━━━━━ Record forniti ━━━━━

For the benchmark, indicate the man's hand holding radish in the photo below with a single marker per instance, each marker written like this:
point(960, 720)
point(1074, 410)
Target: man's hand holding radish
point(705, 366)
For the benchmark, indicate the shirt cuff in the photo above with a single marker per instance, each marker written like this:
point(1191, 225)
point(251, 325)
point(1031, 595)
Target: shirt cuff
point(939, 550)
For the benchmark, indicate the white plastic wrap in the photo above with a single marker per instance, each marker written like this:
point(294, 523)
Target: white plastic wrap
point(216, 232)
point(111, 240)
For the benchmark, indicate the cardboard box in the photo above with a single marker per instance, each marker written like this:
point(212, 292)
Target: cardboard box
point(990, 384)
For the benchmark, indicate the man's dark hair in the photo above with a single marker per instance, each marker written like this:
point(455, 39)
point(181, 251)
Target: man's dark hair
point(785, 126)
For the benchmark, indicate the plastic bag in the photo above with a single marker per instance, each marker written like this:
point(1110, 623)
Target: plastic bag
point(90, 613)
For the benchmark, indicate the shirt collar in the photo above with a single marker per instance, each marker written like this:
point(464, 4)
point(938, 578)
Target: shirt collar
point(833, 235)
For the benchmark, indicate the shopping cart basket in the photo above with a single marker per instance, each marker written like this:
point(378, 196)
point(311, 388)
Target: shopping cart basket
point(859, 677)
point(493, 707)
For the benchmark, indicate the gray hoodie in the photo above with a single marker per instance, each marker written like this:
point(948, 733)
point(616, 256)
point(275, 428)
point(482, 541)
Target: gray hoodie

━━━━━

■ Obiettivo del compito
Riscrivi tutti i record sostituendo "benchmark" con "test" e lasciando invariato tutto il resto.

■ Risposta all'esercizio
For the test, indicate the man's hand holding radish in the photo below with a single marker per instance, each marker written like this:
point(960, 720)
point(1074, 410)
Target: man's hand holding radish
point(705, 366)
For the test, indicate the shirt cuff in the photo above with a single marker per instance, each marker written like this:
point(1191, 225)
point(251, 325)
point(1031, 595)
Target: shirt cuff
point(939, 550)
For the test, indicate the white plastic wrap in the photo above with a single marker per instance, each marker written like this:
point(294, 523)
Target: white plastic wrap
point(216, 232)
point(111, 240)
For the test, indicate the cardboard box in the photo above with a single marker per instance, each marker written like this:
point(212, 292)
Target: cardboard box
point(990, 384)
For the test, indicate the man's dark hair in the photo above with a single marker per instance, each marker written like this:
point(455, 39)
point(181, 251)
Target: man's dark hair
point(785, 126)
For the test, indicate the plastic bag in the photo above with a single marker per instance, each marker written like this:
point(1110, 623)
Target: plastic bag
point(90, 613)
For the test, indicate the shirt collar in the photo above with a single marker per instance, each marker written like this:
point(464, 4)
point(938, 578)
Target: shirt collar
point(833, 235)
For the test, indicate the shopping cart basket in the photo above with a single marker per instance, each marker written like this:
point(378, 196)
point(311, 388)
Target: shopping cart basket
point(859, 677)
point(493, 707)
For the test, indicate the gray hoodie in the photo above with a single marker per instance, each marker written like this:
point(948, 733)
point(616, 256)
point(275, 428)
point(482, 541)
Target: gray hoodie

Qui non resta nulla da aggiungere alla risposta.